§ Text segment:
# # # #
(no subject)

Apr 17, 2006 19:35

okay. so life is...great. and kinda shitty.
i'm mad at myself. i've been a rollercoaster lately and i fucking hate it.
i need to be back on medication for this shit and i wont do it.
partly because i can't really afford it. and partly because i really hate the doctors.
they'll put me back on zoloft and i was worse on that than i was not being on meds at all.
and i dont want to go through the whole diagnosis thing. because no one really believes my diagnosis anyways. except for me and the therapist that agreed with me. but fuck that. i'm not doing it again. i can do this shit myself. fuck. i hate this....

my mom had her bloodwork done. i think we find out Friday for sure. they're already pretty positive it's fibromyalgia. but they're checking for lupous too.
(and no i dont give a shit about my spelling errors)

and if that's not cool enough. there's a good chance i'll end up with it.
sweet. as if i haven't felt like i'm constantly sick since last summer...

and it's going to cost me 1400 dollars to put an engine in my car.
that means less money for me and less time to learn to drive it.

but i will go on my trip this summer one way or another. it's still 3 months off and it's all i've been looking forward to for the past month. i'm tempted to move when i go on vaction and just not come back. i really want to get out of FL and i don't particularly want to come back for a month and work just to leave again. i'd rather just stay up there while i'm already there. that reminds me, i still have to find someone to room with when i move. shit. any volunteers?

okay. i'm done complaining. Poison The Well and HORSE the band Wednesday night at the Social. 10bucks. i'll be there. will you?
# # # #
§ Supplied data:
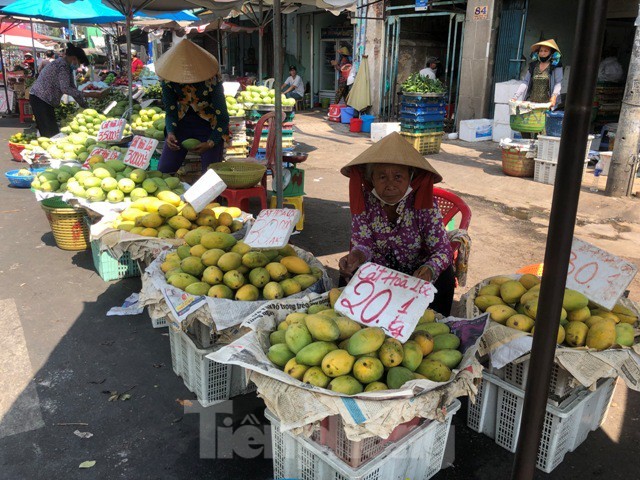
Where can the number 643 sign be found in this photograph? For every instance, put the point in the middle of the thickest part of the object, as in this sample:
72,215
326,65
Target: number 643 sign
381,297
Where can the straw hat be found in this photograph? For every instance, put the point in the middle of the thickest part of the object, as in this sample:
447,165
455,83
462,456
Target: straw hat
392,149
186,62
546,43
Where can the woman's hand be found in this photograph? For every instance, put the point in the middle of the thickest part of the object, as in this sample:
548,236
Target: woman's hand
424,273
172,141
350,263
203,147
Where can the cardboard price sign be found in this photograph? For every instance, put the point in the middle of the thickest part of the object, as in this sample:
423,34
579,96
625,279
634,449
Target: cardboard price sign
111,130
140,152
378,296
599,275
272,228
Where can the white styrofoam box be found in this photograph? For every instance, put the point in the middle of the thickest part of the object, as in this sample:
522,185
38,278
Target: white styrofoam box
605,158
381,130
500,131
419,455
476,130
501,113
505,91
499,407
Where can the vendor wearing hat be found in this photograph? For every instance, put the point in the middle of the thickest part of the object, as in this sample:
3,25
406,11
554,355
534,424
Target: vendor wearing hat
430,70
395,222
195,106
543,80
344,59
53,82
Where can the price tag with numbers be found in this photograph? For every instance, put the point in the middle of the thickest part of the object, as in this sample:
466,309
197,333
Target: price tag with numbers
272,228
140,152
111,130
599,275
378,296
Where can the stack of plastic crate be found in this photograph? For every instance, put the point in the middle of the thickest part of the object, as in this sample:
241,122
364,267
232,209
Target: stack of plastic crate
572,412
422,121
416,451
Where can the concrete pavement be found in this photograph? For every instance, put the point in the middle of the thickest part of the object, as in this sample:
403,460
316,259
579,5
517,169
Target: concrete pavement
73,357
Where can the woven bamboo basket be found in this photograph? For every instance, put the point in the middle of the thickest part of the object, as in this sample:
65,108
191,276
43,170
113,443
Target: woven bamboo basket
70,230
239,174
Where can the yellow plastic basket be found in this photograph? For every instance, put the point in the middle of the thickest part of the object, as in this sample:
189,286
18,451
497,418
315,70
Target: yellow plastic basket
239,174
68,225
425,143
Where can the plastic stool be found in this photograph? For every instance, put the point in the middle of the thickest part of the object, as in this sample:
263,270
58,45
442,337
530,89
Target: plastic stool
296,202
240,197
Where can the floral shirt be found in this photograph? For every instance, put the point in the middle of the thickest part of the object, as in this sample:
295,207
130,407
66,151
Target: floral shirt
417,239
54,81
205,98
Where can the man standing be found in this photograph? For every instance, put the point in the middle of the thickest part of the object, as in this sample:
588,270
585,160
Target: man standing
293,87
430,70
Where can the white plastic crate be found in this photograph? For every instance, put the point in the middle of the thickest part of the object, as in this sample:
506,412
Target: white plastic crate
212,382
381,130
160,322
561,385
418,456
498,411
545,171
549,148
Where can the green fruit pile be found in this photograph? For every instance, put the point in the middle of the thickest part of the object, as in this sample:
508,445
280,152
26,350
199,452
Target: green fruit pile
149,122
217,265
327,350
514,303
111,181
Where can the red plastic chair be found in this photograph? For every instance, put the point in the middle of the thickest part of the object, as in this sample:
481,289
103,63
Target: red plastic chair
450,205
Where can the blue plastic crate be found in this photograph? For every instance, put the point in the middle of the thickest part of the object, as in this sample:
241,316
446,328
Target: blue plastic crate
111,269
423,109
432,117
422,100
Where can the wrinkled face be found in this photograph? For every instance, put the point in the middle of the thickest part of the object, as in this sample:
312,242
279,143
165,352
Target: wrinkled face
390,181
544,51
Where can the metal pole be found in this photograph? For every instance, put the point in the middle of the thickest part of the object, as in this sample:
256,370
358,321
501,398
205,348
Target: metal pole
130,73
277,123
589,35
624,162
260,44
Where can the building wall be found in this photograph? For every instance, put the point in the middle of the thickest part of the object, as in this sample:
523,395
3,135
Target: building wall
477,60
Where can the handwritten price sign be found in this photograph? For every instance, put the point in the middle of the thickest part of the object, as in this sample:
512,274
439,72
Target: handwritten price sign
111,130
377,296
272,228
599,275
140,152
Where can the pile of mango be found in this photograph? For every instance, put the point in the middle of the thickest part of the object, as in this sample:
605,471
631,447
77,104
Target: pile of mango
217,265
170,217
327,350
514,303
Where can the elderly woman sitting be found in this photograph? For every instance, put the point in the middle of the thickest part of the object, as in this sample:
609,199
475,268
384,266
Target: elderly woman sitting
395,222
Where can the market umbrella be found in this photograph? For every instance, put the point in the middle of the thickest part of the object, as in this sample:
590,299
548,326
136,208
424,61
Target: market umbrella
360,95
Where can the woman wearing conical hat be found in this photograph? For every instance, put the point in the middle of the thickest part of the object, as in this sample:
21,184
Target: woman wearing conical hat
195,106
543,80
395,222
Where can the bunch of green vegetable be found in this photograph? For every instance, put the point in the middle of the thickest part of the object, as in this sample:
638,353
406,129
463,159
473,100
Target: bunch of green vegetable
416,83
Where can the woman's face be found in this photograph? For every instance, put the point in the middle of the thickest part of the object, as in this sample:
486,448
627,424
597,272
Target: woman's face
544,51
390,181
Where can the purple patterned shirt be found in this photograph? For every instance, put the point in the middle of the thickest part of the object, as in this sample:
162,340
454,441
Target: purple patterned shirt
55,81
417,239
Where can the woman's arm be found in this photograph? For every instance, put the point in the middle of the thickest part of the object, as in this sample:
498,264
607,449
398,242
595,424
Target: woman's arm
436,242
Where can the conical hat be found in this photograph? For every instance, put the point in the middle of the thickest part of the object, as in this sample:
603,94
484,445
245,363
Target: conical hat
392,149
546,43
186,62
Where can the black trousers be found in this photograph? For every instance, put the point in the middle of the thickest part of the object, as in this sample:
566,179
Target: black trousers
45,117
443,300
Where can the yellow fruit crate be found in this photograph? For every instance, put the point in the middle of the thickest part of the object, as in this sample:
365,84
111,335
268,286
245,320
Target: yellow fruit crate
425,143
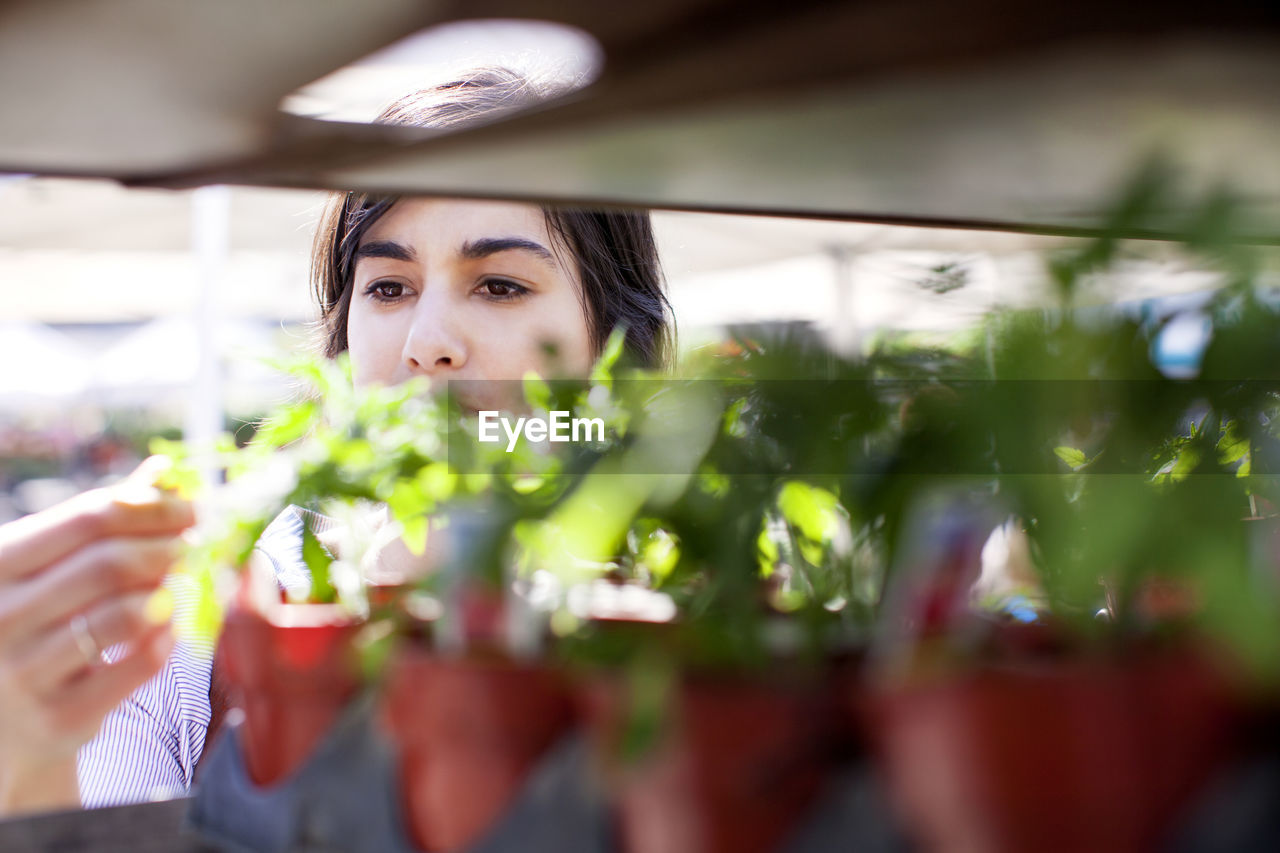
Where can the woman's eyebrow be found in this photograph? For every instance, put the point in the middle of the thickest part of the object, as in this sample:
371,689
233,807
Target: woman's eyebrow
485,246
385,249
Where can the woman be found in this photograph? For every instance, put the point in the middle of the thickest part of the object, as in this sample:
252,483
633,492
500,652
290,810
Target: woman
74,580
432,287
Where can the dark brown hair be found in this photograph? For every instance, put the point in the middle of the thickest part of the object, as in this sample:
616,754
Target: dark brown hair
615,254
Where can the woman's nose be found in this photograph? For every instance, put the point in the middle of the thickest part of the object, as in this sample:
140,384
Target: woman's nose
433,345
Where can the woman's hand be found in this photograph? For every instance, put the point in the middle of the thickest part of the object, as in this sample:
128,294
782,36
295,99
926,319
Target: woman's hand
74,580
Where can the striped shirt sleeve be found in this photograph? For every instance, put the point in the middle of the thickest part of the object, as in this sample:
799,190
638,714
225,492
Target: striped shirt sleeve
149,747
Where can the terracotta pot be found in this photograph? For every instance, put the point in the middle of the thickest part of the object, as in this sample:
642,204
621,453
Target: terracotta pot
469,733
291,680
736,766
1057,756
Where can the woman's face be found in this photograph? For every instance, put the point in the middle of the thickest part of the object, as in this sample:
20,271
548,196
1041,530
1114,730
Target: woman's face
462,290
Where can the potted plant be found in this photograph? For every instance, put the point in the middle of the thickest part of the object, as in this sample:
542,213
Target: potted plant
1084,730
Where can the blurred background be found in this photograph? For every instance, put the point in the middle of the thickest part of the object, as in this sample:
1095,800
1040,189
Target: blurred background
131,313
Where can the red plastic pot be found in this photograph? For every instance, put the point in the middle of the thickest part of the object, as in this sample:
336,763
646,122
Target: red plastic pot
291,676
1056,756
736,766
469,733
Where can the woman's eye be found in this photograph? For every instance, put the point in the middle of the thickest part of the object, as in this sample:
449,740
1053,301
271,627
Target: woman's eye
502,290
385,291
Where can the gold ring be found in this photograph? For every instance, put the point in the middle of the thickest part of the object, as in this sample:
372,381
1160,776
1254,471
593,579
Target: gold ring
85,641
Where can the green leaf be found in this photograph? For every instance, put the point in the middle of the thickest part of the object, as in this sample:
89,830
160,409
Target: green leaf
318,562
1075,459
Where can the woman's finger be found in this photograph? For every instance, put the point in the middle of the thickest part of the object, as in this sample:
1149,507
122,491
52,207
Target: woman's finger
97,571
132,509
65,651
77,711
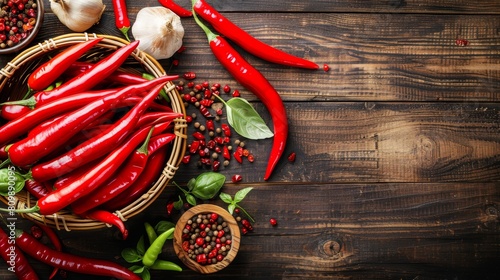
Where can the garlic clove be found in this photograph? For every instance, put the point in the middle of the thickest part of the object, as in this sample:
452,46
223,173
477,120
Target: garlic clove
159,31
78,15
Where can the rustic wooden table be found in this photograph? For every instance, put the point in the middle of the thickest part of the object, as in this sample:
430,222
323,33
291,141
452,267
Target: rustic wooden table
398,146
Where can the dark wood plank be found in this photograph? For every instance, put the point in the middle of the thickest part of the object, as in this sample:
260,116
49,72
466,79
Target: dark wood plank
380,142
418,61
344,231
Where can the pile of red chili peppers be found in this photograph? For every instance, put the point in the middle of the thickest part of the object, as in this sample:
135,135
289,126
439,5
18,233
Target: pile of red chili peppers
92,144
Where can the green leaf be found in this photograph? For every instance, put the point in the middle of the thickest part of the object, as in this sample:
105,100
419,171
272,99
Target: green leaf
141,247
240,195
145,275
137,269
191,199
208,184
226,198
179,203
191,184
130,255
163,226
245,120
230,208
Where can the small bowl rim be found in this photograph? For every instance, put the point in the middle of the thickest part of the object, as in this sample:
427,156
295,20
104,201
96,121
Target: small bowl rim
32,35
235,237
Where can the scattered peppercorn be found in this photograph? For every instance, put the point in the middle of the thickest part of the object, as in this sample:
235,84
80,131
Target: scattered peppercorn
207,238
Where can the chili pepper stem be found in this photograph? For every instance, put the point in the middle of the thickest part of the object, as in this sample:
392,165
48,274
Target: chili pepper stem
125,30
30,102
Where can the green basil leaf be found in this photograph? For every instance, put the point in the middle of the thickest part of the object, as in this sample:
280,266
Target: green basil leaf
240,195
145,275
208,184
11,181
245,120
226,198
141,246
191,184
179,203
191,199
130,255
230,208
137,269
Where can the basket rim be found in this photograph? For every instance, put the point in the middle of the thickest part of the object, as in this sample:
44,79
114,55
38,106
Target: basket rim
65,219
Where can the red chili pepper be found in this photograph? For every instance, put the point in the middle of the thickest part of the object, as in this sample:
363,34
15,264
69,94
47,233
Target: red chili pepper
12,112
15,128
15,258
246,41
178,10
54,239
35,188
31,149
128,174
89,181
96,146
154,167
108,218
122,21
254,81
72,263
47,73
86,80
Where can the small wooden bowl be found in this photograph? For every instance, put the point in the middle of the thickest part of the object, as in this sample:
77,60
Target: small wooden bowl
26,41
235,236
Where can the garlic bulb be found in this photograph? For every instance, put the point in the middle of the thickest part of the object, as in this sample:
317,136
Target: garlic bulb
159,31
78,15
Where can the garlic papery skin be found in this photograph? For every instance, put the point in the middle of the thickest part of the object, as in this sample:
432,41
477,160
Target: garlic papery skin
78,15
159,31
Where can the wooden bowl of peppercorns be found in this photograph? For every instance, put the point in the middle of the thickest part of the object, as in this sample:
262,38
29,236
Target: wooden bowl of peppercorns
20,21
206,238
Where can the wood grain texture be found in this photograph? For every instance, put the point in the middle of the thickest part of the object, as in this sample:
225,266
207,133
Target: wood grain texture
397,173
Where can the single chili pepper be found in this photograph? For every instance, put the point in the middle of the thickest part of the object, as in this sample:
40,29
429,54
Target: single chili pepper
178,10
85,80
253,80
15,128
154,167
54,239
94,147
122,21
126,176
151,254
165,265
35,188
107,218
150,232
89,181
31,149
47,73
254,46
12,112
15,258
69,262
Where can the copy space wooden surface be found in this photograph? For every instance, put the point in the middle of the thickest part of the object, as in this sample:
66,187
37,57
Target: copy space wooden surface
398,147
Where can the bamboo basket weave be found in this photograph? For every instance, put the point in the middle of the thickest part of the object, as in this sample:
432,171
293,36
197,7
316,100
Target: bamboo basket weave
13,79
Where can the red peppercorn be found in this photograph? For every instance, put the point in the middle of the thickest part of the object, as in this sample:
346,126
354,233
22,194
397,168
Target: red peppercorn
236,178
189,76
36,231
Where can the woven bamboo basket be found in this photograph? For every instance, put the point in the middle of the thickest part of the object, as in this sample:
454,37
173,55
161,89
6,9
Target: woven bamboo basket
# # # #
§ Task objective: Summarize the journal entry dated Apr 17, 2006 in three sentences.

§ Exercise response: The writer has been on an emotional rollercoaster and needs to go back on medication but won't, partly because of the cost and a dislike of doctors, and partly because Zoloft made things worse and the writer doesn't want to go through diagnosis again. The writer's mother has had bloodwork that will likely confirm fibromyalgia, and there is a good chance the writer will end up with it too, while putting an engine in the writer's car will cost 1400 dollars. Even so, the writer will take a summer trip three months away, is tempted to move and not come back to FL, still needs a roommate, and plans to see Poison The Well and HORSE the band at the Social on Wednesday night.